** Task description **
Filter the material below down to the lines with the word "instance" and give those lines.

** Given information **
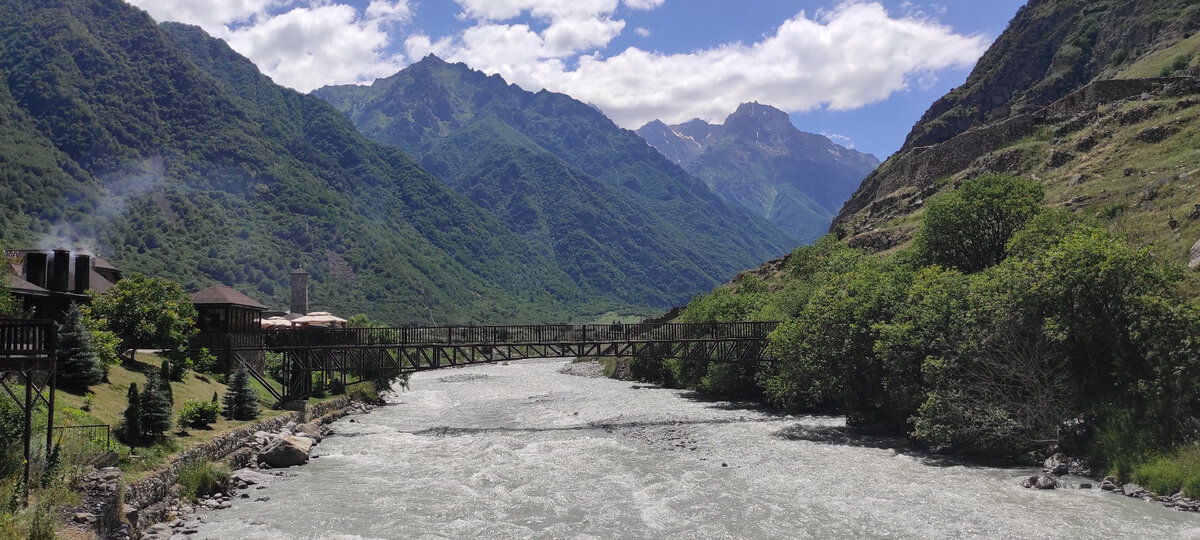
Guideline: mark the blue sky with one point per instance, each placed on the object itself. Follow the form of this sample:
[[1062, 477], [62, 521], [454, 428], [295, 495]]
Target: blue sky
[[859, 71]]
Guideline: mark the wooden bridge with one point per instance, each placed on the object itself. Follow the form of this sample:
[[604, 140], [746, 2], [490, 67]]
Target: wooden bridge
[[317, 357]]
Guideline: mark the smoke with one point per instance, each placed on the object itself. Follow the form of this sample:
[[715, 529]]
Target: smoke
[[117, 191]]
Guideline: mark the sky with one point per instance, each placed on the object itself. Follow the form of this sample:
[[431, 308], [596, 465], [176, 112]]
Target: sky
[[861, 72]]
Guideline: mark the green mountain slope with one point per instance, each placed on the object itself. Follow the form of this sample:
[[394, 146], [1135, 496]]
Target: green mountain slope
[[759, 160], [615, 215], [114, 139], [1093, 99]]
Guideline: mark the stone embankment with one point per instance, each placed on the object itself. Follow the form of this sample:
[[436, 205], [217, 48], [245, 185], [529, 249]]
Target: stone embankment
[[1060, 465], [151, 507]]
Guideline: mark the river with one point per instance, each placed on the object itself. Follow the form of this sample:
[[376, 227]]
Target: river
[[520, 451]]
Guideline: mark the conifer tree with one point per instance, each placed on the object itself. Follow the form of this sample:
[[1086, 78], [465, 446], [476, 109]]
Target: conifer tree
[[155, 407], [77, 366], [240, 400], [165, 377], [133, 417]]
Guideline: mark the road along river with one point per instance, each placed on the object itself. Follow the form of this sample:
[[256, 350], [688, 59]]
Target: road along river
[[521, 450]]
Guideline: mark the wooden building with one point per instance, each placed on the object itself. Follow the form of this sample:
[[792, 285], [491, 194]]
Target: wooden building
[[220, 309]]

** Finished task **
Guideline: mark the blue sky with one point per instance, each placed on the object itself. Follow the form of this sample:
Guideline: mark the wooden bridge with one point per instance, each placed on the object itself. Follow the form of this sample:
Guideline: mark the smoke with one point per instance, each placed on the object itself. Follow the form of this sample:
Guideline: mark the sky with one point per instance, each placed on the object itself. Follow the form of this sample:
Guideline: mark the green mountain slope with one point per instance, each placed on the object itself. Follow the form of this sample:
Guideline: mark the stone embankment with one point per instance, each placed on the object itself. Follow the form of this sample:
Guideline: mark the river with one point per instance, each placed on the object itself. Follow the form of this sample:
Guideline: mark the conifer tree with one point per instance, each placed on the object itself. Follow the form of this sample:
Guideline: mark the road along river with one point per instance, each placed on the object itself. Follow the form of this sample:
Guideline: mark the wooden building with one point per instance, each placed on the object itself. Follow the form of this sample:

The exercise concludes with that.